### REQUIREMENT 1
Set down the part of the passage on Moses and the Exodus between "The only source" and "their respective circumstances.", inclusive, copying it word for word.

### PASSAGE GIVEN
##############################

The Exodus is the hour of Israel's birth as a people. It is this moment which remains decisive even when the family tree is traced back through the ancestors, Abraham, Isaac, and Jacob, whose lives God orders in anticipation of the deliverance from Egypt. The Exodus also maintains its creative priority over the circumstances of Israel's life in Canaan. The OT does not consistently attempt to conceal the significant changes Israel undergoes on account of its situation in Canaan. The defining marks of Israel's identity, the delineation of common responsibility and destiny, the ethnic complexion of the Israelite folk, and the forms for ordering its varied life, all change with time and circumstance. Yet, throughout the centuries of Israelite life which the OT mirrors, the Exodus remains the symbol by which subsequent events are interpreted. It persists as the judge and corrective of this newness. Witness to this can be found in the OT in narrative, poetry, legal formulation, cultic rubric, prophetic oracle, and eschatological rhapsody.
The only source of information for the life and work of Moses is the Bible. Archaeological evidence may confirm the essential credibility of biblical events to which Moses is related, such as the enslavement of Hebrews in Egypt and the assault upon Canaan. But it affords no specific confirmation of either the existence or the work of Moses. Within the Bible some retrospective deductions about Moses' influence may be drawn from the faith and practices of post-Mosaic Israel, but hope of reconstructing any coherent career of Moses depends mainly upon the oldest versions of Israel's traditions related by the Yahwist and Elohist historians. Although Deuteronomic and Priestly accounts add details to the picture, they are of more significance in indicating the impact of Mosaic religion upon their respective circumstances.
Nativity story. The story of Moses' birth employs folklore to introduce the future deliverer (Exod. 2:1). Folkloristic themes suggest dimensions of meaning and mystery for which the reader should be alert. Appropriate portents, e.g., announce a man of extraordinary powers and suggest an ominous future. In spite of its own edict, the Egyptian throne gives shelter to the powerless infant who will one day humiliate it and face it with death. Such themes do not need to be originally Israelite. The story of the baby set afloat in a basket of bulrushes, e.g., resembles the birth story of Sargon of Agade, who was rescued from the Euphrates and became, in his adulthood, the founder of the great Babylonian city-state of Akkad. Moses is thus introduced in imagery common to ancient Near Eastern expectations of extraordinary achievement and deliverance.
Levite ancestry. The connection of Moses' ancestry with the house of Levi (Exod. 2:1) may reflect tendencies of another sort. The contradiction between Exod. 2:1-2, where Moses appears as the first-born of his parents, and references implying that Miriam and Aaron are older than he (cf. Exod. 2:7; 6:20; 7:7; Num. 26:59), suggests the possibility that Moses' Levite connection is not original. If not, it would have originated with interests eager to attach Moses to a priestly family. Although Moses performs sacerdotal functions, he is not pictured in the bulk of the traditions primarily or exclusively as a priest. Priestly actions are undertaken by others--by Aaron and the Levites (Exod. 32:5, 29), and by young men, apparently laymen, who offer the sacrifices at the ratification of the covenant (24:5).

##############################

### EXTRACTED RECORDS
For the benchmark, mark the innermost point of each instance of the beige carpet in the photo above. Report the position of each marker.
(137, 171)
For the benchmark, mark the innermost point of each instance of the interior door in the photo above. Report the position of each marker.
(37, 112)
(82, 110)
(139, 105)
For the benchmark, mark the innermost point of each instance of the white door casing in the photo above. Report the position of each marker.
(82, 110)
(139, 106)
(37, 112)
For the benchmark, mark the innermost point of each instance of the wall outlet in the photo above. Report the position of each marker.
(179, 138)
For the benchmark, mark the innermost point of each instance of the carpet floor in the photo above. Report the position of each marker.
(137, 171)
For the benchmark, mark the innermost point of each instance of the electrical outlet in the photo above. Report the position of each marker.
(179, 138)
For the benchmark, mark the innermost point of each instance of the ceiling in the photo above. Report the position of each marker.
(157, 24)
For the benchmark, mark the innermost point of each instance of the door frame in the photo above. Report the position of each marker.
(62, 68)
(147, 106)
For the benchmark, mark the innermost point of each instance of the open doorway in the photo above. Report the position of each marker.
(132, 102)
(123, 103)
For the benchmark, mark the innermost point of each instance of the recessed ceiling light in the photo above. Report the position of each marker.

##############################

### REQUIREMENT 2
Identify every line of the records that contains the string "ceiling", and copy each such line in full; case counts.

### COMPLETE ANSWER 1
The only source of information for the life and work of Moses is the Bible. Archaeological evidence may confirm the essential credibility of biblical events to which Moses is related, such as the enslavement of Hebrews in Egypt and the assault upon Canaan. But it affords no specific confirmation of either the existence or the work of Moses. Within the Bible some retrospective deductions about Moses' influence may be drawn from the faith and practices of post-Mosaic Israel, but hope of reconstructing any coherent career of Moses depends mainly upon the oldest versions of Israel's traditions related by the Yahwist and Elohist historians. Although Deuteronomic and Priestly accounts add details to the picture, they are of more significance in indicating the impact of Mosaic religion upon their respective circumstances.

### COMPLETE ANSWER 2
For the benchmark, mark the innermost point of each instance of the ceiling in the photo above. Report the position of each marker.
For the benchmark, mark the innermost point of each instance of the recessed ceiling light in the photo above. Report the position of each marker.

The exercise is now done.